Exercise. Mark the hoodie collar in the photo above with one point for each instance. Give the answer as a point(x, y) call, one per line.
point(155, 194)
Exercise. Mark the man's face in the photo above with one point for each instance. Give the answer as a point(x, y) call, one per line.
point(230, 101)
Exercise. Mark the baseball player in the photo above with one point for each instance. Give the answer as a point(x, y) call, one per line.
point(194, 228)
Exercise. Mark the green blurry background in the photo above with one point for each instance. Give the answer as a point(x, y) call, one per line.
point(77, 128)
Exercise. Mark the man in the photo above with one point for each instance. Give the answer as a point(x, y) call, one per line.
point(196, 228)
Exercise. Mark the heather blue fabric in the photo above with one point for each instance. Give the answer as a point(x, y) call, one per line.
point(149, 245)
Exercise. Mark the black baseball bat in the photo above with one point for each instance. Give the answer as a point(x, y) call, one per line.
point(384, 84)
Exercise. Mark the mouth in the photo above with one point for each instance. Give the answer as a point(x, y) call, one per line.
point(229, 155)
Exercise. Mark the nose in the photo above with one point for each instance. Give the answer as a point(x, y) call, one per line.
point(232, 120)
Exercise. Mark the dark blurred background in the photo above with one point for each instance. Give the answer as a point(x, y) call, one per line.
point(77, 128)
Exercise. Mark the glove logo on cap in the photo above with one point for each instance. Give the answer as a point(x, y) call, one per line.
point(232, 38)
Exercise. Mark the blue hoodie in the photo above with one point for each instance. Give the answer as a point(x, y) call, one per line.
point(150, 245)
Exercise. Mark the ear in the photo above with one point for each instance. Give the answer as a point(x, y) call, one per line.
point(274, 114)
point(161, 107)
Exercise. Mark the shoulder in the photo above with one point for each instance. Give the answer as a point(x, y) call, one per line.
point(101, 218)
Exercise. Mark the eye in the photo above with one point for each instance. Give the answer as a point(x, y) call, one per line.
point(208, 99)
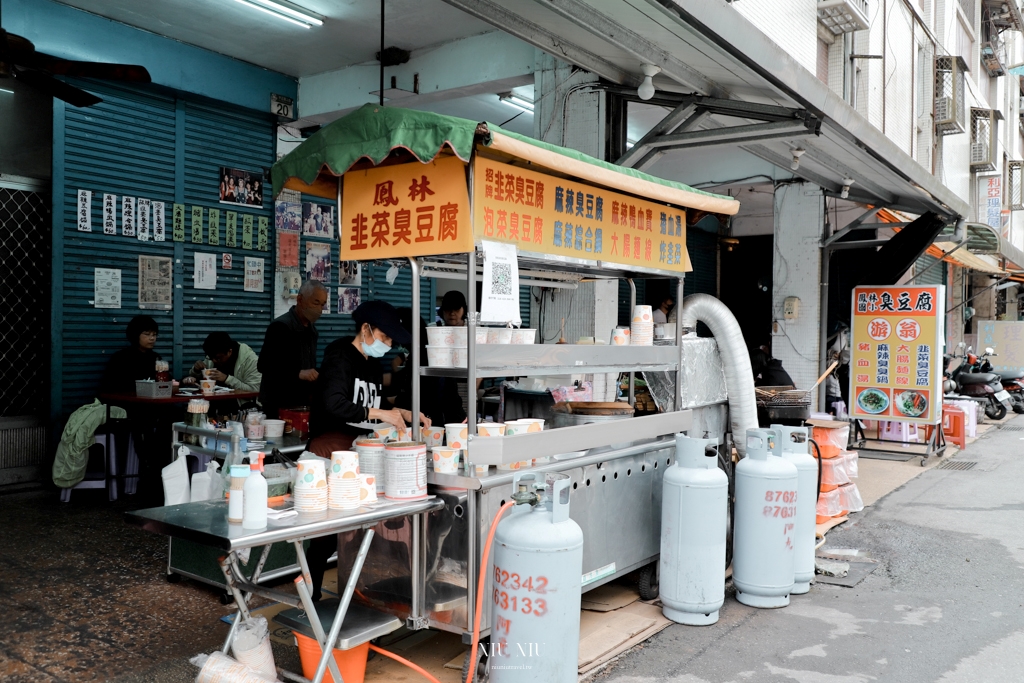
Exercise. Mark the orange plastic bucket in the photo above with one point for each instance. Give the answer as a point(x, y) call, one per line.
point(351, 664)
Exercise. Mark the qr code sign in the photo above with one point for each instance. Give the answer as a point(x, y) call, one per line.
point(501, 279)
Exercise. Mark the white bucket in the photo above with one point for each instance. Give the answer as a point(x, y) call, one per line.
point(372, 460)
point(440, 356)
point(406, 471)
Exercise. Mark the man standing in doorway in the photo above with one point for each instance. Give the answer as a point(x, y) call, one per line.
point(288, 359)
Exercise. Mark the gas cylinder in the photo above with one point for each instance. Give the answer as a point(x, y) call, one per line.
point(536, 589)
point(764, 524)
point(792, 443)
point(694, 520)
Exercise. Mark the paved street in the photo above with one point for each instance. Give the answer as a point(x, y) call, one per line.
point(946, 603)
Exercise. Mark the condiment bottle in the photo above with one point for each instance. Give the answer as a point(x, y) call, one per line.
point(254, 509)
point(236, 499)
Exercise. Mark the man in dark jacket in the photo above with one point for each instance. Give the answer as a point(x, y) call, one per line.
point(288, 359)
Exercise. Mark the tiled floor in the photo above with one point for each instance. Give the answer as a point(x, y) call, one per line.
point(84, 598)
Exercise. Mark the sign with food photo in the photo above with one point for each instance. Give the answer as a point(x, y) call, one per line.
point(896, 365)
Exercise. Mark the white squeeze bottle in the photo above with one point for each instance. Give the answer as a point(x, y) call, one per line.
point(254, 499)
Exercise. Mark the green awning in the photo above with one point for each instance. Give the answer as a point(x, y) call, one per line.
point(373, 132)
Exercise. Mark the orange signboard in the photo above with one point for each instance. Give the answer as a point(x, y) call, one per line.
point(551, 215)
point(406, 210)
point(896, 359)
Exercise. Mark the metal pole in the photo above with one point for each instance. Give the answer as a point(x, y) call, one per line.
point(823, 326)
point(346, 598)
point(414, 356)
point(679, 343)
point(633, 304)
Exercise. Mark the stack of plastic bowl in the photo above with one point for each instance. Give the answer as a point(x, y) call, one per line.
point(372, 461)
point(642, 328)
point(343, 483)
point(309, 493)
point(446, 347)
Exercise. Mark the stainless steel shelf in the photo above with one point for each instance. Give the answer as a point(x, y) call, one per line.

------------------------------

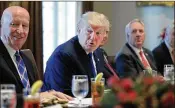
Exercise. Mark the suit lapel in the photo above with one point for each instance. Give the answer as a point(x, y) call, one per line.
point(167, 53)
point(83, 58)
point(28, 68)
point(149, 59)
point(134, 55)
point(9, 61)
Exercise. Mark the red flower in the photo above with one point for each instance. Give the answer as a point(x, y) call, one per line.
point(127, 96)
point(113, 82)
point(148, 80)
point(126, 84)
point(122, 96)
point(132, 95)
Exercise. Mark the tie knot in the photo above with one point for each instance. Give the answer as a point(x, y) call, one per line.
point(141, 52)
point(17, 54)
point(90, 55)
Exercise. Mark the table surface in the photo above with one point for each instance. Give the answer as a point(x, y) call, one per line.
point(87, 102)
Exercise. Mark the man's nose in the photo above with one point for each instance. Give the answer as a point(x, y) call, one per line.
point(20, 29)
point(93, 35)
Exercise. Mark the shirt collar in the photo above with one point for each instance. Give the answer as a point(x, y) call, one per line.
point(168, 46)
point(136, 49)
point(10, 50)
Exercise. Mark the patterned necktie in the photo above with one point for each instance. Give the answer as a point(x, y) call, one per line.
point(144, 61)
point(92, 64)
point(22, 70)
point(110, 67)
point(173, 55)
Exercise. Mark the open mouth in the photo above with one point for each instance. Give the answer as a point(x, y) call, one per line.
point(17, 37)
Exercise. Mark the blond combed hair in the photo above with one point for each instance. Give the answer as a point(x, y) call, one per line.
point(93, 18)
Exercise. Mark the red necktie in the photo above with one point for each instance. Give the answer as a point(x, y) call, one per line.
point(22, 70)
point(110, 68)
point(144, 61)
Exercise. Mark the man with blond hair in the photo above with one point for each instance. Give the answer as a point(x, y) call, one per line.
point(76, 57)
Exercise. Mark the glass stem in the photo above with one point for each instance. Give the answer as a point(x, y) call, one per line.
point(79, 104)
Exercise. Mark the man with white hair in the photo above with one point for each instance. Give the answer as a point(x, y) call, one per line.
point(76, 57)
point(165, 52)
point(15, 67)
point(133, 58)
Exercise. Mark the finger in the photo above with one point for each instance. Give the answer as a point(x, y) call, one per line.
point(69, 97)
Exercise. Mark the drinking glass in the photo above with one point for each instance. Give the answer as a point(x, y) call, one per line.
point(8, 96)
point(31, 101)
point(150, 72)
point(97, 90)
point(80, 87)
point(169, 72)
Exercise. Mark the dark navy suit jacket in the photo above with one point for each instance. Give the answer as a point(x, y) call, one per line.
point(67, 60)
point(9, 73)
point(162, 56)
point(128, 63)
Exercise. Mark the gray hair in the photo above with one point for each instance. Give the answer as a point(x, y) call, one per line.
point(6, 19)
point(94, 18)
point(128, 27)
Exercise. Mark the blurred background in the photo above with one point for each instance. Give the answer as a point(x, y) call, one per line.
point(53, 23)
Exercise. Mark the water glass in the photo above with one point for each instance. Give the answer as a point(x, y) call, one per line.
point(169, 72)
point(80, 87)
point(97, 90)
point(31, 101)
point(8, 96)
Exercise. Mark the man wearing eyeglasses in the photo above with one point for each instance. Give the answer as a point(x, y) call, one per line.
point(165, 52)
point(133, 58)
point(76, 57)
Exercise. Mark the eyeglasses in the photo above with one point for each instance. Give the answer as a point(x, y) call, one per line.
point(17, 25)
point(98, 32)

------------------------------

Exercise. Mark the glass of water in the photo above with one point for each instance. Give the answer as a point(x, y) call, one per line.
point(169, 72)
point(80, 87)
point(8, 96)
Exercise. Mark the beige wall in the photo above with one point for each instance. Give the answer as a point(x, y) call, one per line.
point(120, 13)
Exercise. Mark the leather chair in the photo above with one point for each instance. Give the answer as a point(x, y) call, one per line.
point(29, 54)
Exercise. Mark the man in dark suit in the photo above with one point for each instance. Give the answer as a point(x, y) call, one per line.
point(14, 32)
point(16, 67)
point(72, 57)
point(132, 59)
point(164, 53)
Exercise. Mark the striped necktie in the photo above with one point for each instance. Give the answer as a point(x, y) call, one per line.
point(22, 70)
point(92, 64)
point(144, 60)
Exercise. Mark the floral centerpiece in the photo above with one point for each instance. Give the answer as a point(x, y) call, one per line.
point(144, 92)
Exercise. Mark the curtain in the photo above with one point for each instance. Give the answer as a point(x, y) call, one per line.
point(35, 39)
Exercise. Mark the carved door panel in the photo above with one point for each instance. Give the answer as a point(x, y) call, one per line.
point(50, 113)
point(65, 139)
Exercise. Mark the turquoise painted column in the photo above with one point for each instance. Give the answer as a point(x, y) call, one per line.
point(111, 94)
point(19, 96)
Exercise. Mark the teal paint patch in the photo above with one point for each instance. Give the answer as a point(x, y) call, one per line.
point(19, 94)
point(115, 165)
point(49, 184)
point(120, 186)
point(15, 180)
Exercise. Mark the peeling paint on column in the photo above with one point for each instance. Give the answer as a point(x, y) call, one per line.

------------------------------

EXERCISE AIM: Locate each line in the data above that contains the word "column" and copy those lines.

RESPONSE TO THE TASK:
Exercise. Mark the turquoise painted column in the photo above with one point for each instance. Give the answer as a point(x, y) call, one per line.
Exercise. Mark the peeling paint on column in the photo above with one point for each instance. Give the answer as a point(x, y) call, one per line.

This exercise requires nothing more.